Skin ageing & Structural changes

Close-up of a mature woman with short, light brown hair and green eyes, showing signs of aging such as wrinkles and uneven skin texture, against a white background.

Skin ageing is not a problem to be solved. It’s a process to be managed — thoughtfully, with realistic expectations, and with a plan that makes sense for your face specifically rather than for faces in general.

The most common mistake in aesthetic medicine is treating isolated features rather than understanding what’s driving them. Fine lines around the eyes may be about skin quality, muscle activity, volume loss, or all three — and treating one without considering the others produces results that look incomplete or unnatural.

Diagram comparing young and aging skin, showing the epidermis, dermis, and fat layer. Young skin is full volume and firm, with strong collagen and elastin, and deep hydration. Aging skin shows volume loss and fat reduction, collagen breakdown, and skin laxity with wrinkles.

Assessment here looks at skin quality, structural changes, volume shifts, contributing lifestyle and environmental factors, and what the patient actually wants — not just what they’ve come in asking to fix. Those are often different things, and the conversation about the difference is part of the consultation.

Management may include preventative strategies, skincare optimisation, regenerative approaches, collagen stimulation, structural treatments where appropriate, and muscle-relaxing options in selected cases.

Plans are built over time, not in a single session, and evolve as your skin does.

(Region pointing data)
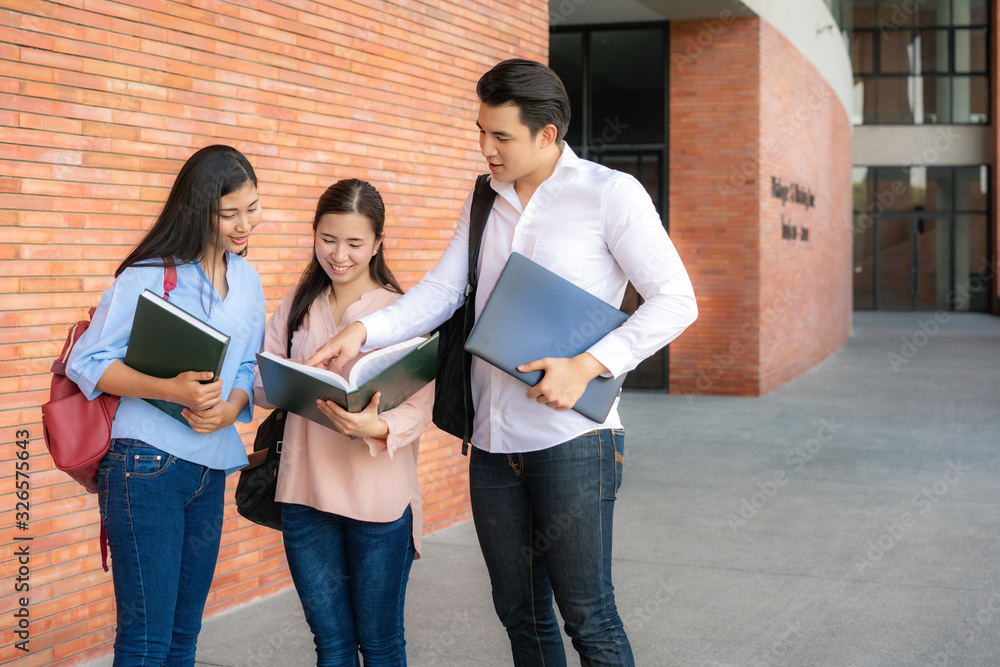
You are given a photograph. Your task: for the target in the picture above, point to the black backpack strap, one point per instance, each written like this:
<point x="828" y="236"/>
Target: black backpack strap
<point x="482" y="203"/>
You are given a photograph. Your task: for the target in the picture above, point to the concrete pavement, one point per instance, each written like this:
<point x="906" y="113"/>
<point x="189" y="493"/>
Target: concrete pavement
<point x="851" y="518"/>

■ TASKS TO CARRY OUT
**a)** Which management options does the skin ageing page name?
**b)** Return the passage of the skin ageing page that starts at the words "Management may include" and ends after "your skin does.".

■ ANSWERS FOR THE EXERCISE
**a)**
- Preventative strategies
- Skincare optimisation
- Regenerative approaches
- Collagen stimulation
- Structural treatments where appropriate
- Muscle-relaxing options in selected cases

**b)**
Management may include preventative strategies, skincare optimisation, regenerative approaches, collagen stimulation, structural treatments where appropriate, and muscle-relaxing options in selected cases.

Plans are built over time, not in a single session, and evolve as your skin does.